* Start MATERIAL FOR THE TASK *

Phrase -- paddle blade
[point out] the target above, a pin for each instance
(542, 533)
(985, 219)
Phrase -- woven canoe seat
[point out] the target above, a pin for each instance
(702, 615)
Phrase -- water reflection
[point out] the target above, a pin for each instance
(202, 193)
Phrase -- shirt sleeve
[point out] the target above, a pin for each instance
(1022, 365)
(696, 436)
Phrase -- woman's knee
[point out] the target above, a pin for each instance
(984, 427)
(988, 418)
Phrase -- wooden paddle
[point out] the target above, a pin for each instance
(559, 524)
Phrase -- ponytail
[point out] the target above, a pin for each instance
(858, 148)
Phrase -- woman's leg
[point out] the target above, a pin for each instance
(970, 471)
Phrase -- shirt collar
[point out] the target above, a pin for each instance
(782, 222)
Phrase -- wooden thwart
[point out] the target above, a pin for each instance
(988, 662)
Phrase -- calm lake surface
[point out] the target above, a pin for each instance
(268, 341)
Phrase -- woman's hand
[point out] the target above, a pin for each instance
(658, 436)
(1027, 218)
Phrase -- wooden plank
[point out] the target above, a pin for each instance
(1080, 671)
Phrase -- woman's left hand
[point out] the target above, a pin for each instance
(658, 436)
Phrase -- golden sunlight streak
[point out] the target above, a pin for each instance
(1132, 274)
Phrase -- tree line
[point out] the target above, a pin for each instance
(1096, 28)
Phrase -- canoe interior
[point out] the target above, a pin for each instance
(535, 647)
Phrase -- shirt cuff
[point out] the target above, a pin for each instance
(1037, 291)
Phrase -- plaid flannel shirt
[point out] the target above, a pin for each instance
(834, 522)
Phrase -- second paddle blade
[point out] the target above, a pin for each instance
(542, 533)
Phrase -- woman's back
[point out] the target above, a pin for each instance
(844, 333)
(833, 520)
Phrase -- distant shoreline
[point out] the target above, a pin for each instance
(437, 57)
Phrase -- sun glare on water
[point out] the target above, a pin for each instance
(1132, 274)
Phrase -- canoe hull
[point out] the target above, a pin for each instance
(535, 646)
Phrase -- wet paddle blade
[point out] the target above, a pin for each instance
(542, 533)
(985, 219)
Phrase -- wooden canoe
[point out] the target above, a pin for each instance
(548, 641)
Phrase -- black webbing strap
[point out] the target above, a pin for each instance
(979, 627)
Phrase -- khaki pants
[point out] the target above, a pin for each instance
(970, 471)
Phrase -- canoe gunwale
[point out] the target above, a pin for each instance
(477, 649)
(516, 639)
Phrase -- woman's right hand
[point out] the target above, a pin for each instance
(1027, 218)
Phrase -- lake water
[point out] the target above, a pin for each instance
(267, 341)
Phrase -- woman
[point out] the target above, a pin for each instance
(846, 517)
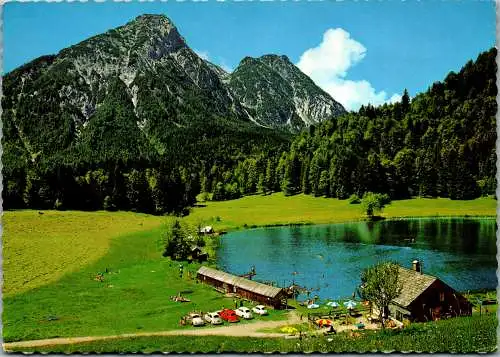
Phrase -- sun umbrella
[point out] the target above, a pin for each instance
(350, 304)
(332, 304)
(323, 322)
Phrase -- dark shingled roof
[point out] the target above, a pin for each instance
(414, 284)
(249, 285)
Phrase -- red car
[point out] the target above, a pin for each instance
(229, 315)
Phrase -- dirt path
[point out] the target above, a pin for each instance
(239, 330)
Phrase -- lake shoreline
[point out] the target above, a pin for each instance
(389, 219)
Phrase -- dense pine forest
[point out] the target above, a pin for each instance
(439, 143)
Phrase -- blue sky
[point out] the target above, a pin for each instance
(366, 51)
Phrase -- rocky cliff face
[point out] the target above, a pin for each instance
(168, 85)
(278, 94)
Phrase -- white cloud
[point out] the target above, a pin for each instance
(328, 65)
(202, 54)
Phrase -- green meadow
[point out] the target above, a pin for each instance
(278, 209)
(51, 261)
(40, 248)
(134, 296)
(460, 335)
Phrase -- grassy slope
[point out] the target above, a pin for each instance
(469, 334)
(133, 297)
(277, 209)
(41, 248)
(69, 248)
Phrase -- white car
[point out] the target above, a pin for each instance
(244, 312)
(196, 320)
(213, 318)
(260, 310)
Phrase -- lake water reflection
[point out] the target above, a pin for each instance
(330, 258)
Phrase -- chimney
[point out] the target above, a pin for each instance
(416, 266)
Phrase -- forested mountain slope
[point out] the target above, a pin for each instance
(440, 143)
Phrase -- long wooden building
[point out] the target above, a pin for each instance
(248, 289)
(425, 298)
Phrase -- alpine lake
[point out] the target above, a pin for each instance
(328, 259)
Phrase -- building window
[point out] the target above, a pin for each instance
(399, 315)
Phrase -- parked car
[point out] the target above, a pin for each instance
(244, 312)
(260, 310)
(196, 319)
(229, 315)
(213, 318)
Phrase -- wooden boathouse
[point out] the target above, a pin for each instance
(425, 298)
(248, 289)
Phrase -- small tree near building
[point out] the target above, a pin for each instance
(380, 285)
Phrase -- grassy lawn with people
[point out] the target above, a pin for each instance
(53, 259)
(41, 247)
(134, 295)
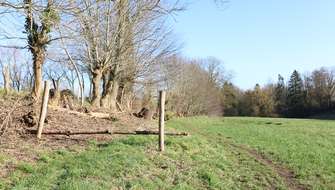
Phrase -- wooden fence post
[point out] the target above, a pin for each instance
(161, 104)
(44, 108)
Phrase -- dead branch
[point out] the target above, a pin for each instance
(8, 118)
(70, 133)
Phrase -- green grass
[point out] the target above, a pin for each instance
(202, 161)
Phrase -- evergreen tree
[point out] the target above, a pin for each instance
(295, 96)
(280, 96)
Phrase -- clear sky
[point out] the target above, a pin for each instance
(258, 39)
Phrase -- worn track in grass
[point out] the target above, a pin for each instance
(284, 172)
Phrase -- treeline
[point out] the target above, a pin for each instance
(300, 96)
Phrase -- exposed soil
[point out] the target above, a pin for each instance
(17, 142)
(285, 173)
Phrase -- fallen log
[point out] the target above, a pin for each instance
(70, 133)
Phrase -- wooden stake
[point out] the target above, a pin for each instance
(161, 104)
(44, 108)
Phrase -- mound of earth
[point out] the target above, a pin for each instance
(18, 117)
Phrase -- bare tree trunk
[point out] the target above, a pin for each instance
(37, 67)
(6, 77)
(96, 79)
(109, 96)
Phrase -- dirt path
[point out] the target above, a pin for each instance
(285, 173)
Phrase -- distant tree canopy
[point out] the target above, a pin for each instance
(302, 96)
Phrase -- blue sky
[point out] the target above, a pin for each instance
(258, 39)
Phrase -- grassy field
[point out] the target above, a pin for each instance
(221, 153)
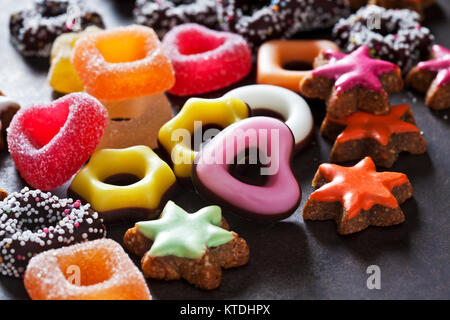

* End MATERIAL FOR THE TASK *

■ **EXERCISE GOAL**:
List in full each line of the material above that contains the string "building". Case counts.

■ **CORRECT ANSWER**:
Phrase -- long wooden building
Phrase -- building window
Phrase -- small tree near building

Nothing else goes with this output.